* _WHAT TO DO_
Please return all of the records verbatim, with the pictures omitted.

* _LISTED ENTRIES_
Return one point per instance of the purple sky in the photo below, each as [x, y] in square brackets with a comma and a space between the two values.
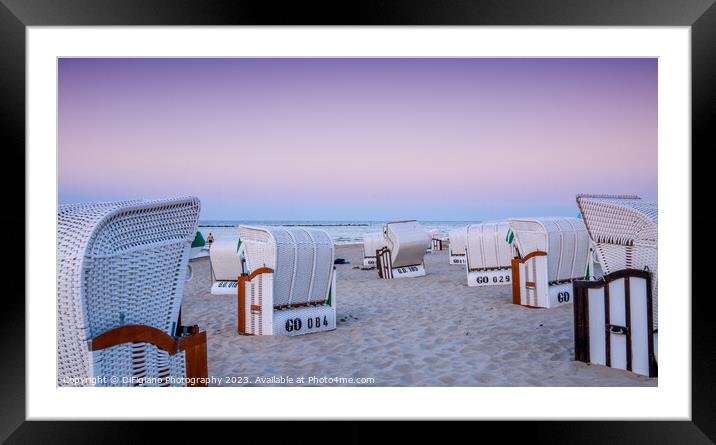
[343, 139]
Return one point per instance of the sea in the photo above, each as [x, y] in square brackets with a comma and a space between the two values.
[342, 232]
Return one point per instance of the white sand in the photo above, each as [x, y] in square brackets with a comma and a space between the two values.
[427, 331]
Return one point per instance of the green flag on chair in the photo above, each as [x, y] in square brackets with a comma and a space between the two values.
[510, 237]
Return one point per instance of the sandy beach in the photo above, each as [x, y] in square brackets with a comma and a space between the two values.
[426, 331]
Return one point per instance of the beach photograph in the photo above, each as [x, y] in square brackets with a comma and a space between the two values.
[359, 222]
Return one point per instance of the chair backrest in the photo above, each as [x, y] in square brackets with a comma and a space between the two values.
[565, 240]
[625, 231]
[458, 240]
[301, 258]
[407, 241]
[623, 220]
[372, 242]
[224, 257]
[119, 263]
[487, 245]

* _TASK OUTPUT_
Return one point per instance of the purple sky in the photo below, each as [x, y] in square brackets with a comma and a space between the two values.
[343, 139]
Return one point per instance of the sea in the photo above, each as [x, y] in square brackets with a comma and a space between the two values.
[342, 232]
Return one point per instance of the white sand in the photo above, each as [x, y] in square brackets with a comma and a space between the two values.
[427, 331]
Return one point per instance of the green flag on chair in the photo above, each as [x, y] in square brackets with a comma and a space between the two values.
[510, 237]
Return one point per instance of the sandy beach in the photo above, each as [x, y] in square brackets with a comma and a space between the two values.
[426, 331]
Return one point per instance of the beach photograph in the photo above, each as [x, y] in square brackets with a comma and a space between the two values.
[359, 222]
Return one point per instance of the chair backrest in the photo above, each as [x, y] in square brackets with a comma and a space between the two values.
[565, 240]
[625, 231]
[458, 240]
[301, 258]
[407, 241]
[623, 220]
[372, 242]
[224, 257]
[119, 263]
[487, 245]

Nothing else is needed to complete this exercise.